## EXCERPT TO READ
════════════════════

Although the 15th Amendment in 1870 established that U.S. citizens cannot be denied the right to vote “on the basis of race, color, or previous condition of servitude,” it was not effectively enforced until almost 100 years later with the passage of the Voting Rights Act (VRA) of 1965 in the Civil Rights movement. In the meantime, many Black citizens (particularly in the South) had faced tremendous obstacles to voting, including literacy tests, poll taxes, intimidation, and violence. The VRA now made it illegal for states to pass any laws that discriminate against racial or language minorities through vote denial or vote dilution. This includes anything that “diminishes the ability to elect their candidate(s) of choice” which would be applied to district plans and serves as the legal basis for racial gerrymandering.

Motivating Questions: Does racially polarized voting exist in a certain area? How can statistics help us decide?

In 1986, the Supreme Court case Thornburg v. Gingles (1986) further established what constitues an illegal racial gerrymander by adding a set of criteria known as the Gingles test:

  • a racial minority group forms a numerical majority of voting-age population in a compact geographic area

  • the minority group is “politically cohesive” (members of the group vote similiarly)

  • the racial majority group is also politically cohesive but for a different political party (their preferred candidate defeats minority group's preferred candidate)

The last two criteria are collectively known as racially polarized voting. If all three criteria are met, the law requires states to draw a majority-minority district in that geographic area. This means that the majority of a district's population are of a minority race, ethnic, or language group. These required districts are often referred to as VRA districts.

To determine if the conditions are met, ask the following questions:

  1. Is it possible to draw a geographically compact district that includes the majority of the racial or language minority’s members?

  2. Does the racial or language minority tend to vote as a bloc and back the same preferred candidate?

  3. Does the remaining population also generally vote as a bloc and in doing so defeat the candidate backed by the racial or language minority?

Satisfying the first of the Gingles criteria requires analyzing maps and demographic data, and determining if racially polarized voting exists requires the use of statistics. In this section, we follow an approach similar to that outlined in [4.12.43].

Subsection 4.7.1 Inference

Voting in the United States is done by secret ballot, so although we cannot know the votes of individuals, we can use statistics to infer the voting behavior of different groups based on election results in various precincts. In the following example, we consider two different voting scenarios that have the same aggregate data (i.e. the same vote totals).

════════════════════

## MATERIAL SUPPLIED
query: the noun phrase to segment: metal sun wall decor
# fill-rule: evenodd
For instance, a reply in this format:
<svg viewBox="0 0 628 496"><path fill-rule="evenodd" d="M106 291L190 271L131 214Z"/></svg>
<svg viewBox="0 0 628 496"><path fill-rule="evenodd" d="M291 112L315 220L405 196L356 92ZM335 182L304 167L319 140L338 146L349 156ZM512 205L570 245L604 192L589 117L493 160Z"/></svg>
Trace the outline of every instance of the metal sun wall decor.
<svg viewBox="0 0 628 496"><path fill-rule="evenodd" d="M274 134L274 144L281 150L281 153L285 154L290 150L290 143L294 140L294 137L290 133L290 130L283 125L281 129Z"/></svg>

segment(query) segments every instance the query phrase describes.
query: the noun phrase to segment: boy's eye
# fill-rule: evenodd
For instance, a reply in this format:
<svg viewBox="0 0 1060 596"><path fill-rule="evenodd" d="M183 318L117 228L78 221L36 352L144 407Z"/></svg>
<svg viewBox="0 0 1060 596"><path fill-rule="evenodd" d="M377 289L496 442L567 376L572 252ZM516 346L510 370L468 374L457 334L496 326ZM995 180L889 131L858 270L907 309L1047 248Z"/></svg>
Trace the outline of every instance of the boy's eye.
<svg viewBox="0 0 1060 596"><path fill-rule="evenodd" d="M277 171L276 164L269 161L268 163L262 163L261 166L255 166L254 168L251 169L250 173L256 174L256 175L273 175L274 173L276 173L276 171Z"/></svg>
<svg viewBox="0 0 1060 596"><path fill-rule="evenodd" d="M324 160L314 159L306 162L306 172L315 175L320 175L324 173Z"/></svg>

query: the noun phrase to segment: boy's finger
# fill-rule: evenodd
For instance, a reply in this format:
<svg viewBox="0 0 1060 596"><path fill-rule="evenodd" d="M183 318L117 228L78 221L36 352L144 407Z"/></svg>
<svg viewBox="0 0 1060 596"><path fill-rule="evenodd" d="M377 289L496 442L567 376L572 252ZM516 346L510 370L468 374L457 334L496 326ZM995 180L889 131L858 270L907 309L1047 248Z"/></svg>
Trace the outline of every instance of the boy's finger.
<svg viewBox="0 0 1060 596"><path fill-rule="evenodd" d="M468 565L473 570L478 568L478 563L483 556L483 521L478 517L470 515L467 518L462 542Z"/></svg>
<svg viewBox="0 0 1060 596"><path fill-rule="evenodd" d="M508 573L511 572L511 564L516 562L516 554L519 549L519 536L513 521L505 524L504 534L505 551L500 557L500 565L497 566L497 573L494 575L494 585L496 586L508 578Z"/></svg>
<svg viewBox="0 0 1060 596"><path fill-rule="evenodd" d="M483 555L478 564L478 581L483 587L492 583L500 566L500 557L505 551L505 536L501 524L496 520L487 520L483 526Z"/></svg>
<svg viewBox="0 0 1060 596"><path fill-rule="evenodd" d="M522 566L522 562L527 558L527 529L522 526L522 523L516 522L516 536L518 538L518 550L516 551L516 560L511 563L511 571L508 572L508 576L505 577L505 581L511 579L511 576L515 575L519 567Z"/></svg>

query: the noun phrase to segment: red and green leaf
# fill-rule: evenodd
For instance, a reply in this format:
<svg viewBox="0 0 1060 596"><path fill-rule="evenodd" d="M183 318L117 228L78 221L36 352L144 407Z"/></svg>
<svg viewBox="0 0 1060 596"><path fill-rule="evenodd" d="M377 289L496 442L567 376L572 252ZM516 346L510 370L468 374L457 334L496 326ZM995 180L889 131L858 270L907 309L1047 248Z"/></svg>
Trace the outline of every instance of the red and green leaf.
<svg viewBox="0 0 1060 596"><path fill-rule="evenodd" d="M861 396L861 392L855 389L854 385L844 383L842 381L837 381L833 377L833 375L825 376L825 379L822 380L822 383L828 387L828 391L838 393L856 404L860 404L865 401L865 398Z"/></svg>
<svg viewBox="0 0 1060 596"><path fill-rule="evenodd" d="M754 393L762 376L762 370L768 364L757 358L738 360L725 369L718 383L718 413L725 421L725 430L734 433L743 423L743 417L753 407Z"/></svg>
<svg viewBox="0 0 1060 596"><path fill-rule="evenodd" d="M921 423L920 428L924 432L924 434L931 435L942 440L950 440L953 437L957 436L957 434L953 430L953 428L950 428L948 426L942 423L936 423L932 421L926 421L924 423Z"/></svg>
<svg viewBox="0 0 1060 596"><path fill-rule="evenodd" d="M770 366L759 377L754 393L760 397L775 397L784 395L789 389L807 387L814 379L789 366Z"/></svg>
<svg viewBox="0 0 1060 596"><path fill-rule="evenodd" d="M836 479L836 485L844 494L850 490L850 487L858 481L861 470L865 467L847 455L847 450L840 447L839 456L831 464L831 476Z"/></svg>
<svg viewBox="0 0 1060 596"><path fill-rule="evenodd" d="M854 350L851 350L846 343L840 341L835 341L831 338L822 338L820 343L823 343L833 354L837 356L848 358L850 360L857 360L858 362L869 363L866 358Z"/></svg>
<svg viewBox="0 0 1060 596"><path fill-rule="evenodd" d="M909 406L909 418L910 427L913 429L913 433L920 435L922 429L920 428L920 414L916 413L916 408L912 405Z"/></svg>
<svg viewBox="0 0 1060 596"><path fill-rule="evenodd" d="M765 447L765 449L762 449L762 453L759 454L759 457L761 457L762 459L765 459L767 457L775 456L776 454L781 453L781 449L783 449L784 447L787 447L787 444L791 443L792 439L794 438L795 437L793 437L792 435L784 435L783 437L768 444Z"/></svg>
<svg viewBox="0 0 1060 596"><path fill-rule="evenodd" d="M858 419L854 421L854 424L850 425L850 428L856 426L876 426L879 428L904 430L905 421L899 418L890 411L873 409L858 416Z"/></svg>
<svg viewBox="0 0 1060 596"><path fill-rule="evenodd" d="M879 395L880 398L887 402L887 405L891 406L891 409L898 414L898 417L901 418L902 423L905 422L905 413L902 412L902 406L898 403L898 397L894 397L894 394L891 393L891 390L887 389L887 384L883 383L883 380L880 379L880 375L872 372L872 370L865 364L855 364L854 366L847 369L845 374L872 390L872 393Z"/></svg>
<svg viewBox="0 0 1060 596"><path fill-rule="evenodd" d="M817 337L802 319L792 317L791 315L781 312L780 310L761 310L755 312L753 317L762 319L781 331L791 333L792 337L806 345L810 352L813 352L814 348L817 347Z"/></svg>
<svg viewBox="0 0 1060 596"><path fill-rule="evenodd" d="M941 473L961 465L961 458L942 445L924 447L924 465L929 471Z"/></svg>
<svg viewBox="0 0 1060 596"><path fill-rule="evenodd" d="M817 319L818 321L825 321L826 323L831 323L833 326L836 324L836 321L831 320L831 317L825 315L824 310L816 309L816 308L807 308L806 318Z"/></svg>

════════════════════

## STATED EXERCISE 1
Could you return the entries verbatim, starting at their first line and ending with the line that contains "134L274 144L281 150L281", with both of those lines included?
## STATED EXERCISE 2
Can you write the next part of the passage on the Voting Rights Act and racially polarized voting, picking up right after its last sentence?

## EXERCISE RESULT 1
query: the noun phrase to segment: metal sun wall decor
# fill-rule: evenodd
For instance, a reply in this format:
<svg viewBox="0 0 628 496"><path fill-rule="evenodd" d="M106 291L190 271L131 214Z"/></svg>
<svg viewBox="0 0 628 496"><path fill-rule="evenodd" d="M291 112L315 220L405 196L356 92ZM335 182L304 167L319 140L338 146L349 156ZM512 205L570 245L604 192L589 117L493 160Z"/></svg>
Trace the outline of every instance of the metal sun wall decor.
<svg viewBox="0 0 628 496"><path fill-rule="evenodd" d="M274 134L274 144L281 150L281 153L285 154L290 150L290 143L294 140L294 137L290 133L290 130L283 125L281 129Z"/></svg>

## EXERCISE RESULT 2
Suppose a city's voting population is 55% White and 45% non-White, and suppose that in an election, a candidate from the Heart Party receives 60% of the votes and a candidate from the Club Party receives 40% of the votes. We can summarize this information in a two-way table as shown below.
Table 4.7.2.
\(\heartsuit \) voters \(\clubsuit \) voters totals
White voters ?? ?? 55
non-White voters ?? ?? 45
totals 60 40 100

The challenge is that due to the secret ballot, there are many possibilities for the inside of the table. Here we consider two different possibilities. For each table below, fill in the missing values. (Note that once we choose one value, the rest are determined.)

Table 4.7.3.
\(\heartsuit \) voters \(\clubsuit \) voters totals
White voters 45 55
non-White voters 45
totals 60 40 100
Table 4.7.4.
\(\heartsuit \) voters \(\clubsuit \) voters totals
White voters 30 55
non-White voters 45
totals 60 40 100
Hint.
To complete the table, use the information on White voters who voted for the Heart candidate to complete the first row of data. In the first table, we have 45 White voters for Heart out of 55 total White Voters. That means there must be 10 White voters who voted for the Club candidate. In a similar way, fill in the other values in the table.
Answer.
Table 4.7.5.
\(\heartsuit \) voters \(\clubsuit \) voters totals
White voters 45 10 55
non-White voters 15 30 45
totals 60 40 100
Table 4.7.6.
\(\heartsuit \) voters \(\clubsuit \) voters totals
White voters 30 25 55
non-White voters 30 15 45
totals 60 40 100
Solution.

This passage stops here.